▸ EXERCISE:
Reproduce, with no changes, the line that contains "the bride in" and all the lines that come after it in the records.
(Beginning of SUPPLIED DATA)
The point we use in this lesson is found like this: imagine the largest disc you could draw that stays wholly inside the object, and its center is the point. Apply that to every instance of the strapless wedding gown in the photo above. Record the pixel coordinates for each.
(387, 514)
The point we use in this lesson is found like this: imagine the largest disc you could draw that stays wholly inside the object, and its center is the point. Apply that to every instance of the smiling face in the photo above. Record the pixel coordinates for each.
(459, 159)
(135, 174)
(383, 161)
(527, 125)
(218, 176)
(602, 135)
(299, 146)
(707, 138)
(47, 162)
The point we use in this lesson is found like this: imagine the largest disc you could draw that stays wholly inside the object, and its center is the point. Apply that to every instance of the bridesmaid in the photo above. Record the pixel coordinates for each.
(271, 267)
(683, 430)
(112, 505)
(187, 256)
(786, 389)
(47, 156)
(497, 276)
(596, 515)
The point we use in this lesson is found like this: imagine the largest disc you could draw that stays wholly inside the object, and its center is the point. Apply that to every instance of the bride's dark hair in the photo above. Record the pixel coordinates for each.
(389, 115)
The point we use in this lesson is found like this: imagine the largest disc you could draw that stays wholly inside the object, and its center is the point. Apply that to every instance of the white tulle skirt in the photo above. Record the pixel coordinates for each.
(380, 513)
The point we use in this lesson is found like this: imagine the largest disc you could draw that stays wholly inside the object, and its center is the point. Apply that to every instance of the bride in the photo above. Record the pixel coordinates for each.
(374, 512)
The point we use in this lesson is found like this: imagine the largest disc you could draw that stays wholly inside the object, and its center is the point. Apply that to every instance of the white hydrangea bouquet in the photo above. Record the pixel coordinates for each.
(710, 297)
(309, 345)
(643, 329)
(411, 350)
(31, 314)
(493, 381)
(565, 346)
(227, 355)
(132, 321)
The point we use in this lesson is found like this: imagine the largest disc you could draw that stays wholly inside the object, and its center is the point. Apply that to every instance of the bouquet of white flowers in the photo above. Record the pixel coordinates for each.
(End of SUPPLIED DATA)
▸ ANSWER FOR THE TASK:
The point we use in this lesson is found like this: imagine the largest disc you could draw that stays wholly inside the object, and its center is the point. Apply that to every instance of the bride in the photo above. Record the pixel coordinates for each.
(374, 512)
The point we use in this lesson is found like this: imagine the largest disc you could draw that stays wholly inside the object, and its center is the point. Apply that to every instance of the white hydrangea bouquet in the photo above. Record the pixel coordinates for each.
(710, 297)
(309, 345)
(643, 329)
(411, 350)
(31, 314)
(493, 381)
(565, 346)
(227, 355)
(132, 321)
The point we use in this lesson is found like this: imagine the largest disc you could draw that stays wholly inside the object, and its center is the point. Apply that to every instance of the bouquet of white flowers in the photo above. Record the pixel coordinates for each.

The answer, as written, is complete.